The I'm Your Baby Tonight World Tour was a concert tour by American pop/R&B singer Whitney Houston, in support of her multi-platinum album I'm Your Baby Tonight. Prior to Houston performing two dates in Japan early-March, the official tour started on April 18, in North America. Houston's performed nearly 100 concert dates throughout 1991 in North America and Europe.

Background
After a successful series of concerts in Japan during March 1991, Houston returned to the United States to prepare for the world tour to support the four-times platinum selling album of the same name. Houston was initially planned to start the tour in the U.K. However, due to the Gulf War, the European leg was rescheduled until the fall. Houston instead started the tour in the US. Houston kicked things off with her "Welcome Home Heroes Concert" on March 31 in Norfolk Virginia. The special, which aired on HBO, was dedicated to the troops who were fighting in the Gulf War. All proceeds went to the Red Cross. The summer of 1991 was considered one of the worst touring seasons ever. Many big names were cancelling dates and playing to low capacities. Houston was no exception. The singer played to low attendances and even cancelled some dates due to poor ticket sales. Experts cited the ongoing recession and financial crisis as the main reason. During the summer, Houston also developed a throat ailment. As a result, the singer was forced to cancel the end of her Canadian tour to rest her voice.

----------------

= WORK TO BE COMPLETED =
Please pick up the account of Whitney Houston's I'm Your Baby Tonight World Tour after its last sentence and carry it forward.

= DATA SHOWN =
----------------

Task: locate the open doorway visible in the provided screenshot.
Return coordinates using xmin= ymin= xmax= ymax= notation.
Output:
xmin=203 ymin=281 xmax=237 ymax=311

----------------

= RESPONSE FOR THIS EXERCISE =
The tour resumed in late August when Houston reached the U.K. She played 10 consecutive dates at Wembley Arena in London, surpassing her own record of 9 straight dates at the same arena during the Moment of Truth World Tour, in 1988.

A month and a half after the tour concluded in Paris, October 1991, Houston would begin production on her first feature film, The Bodyguard in December.

The show
Unlike her previous tours, the shows had more focus on visuals. The stage was lit by 300 lights spinning and flashing in synch with the music. The state of the art system was designed by Mark Fisher and Jonathan Park. The system had only been used previously by Pink Floyd in his "The Wall" show in Berlin and the Rolling Stones' "Urban Jungle Tour". Houston also incorporated costume changes during her sets for the first time. She often wore skin tight jump suits. Houston also took part in choreographed dancing with backup dancers. Unlike her previous tours, the stage was not in the round. She was backed by a seven piece band. After her previous musical director John Simmons died, bass player Rickey Minor became the tour's musical director. R&B group After 7 opened during the North American leg. Dance act Snap! supported her on the European leg.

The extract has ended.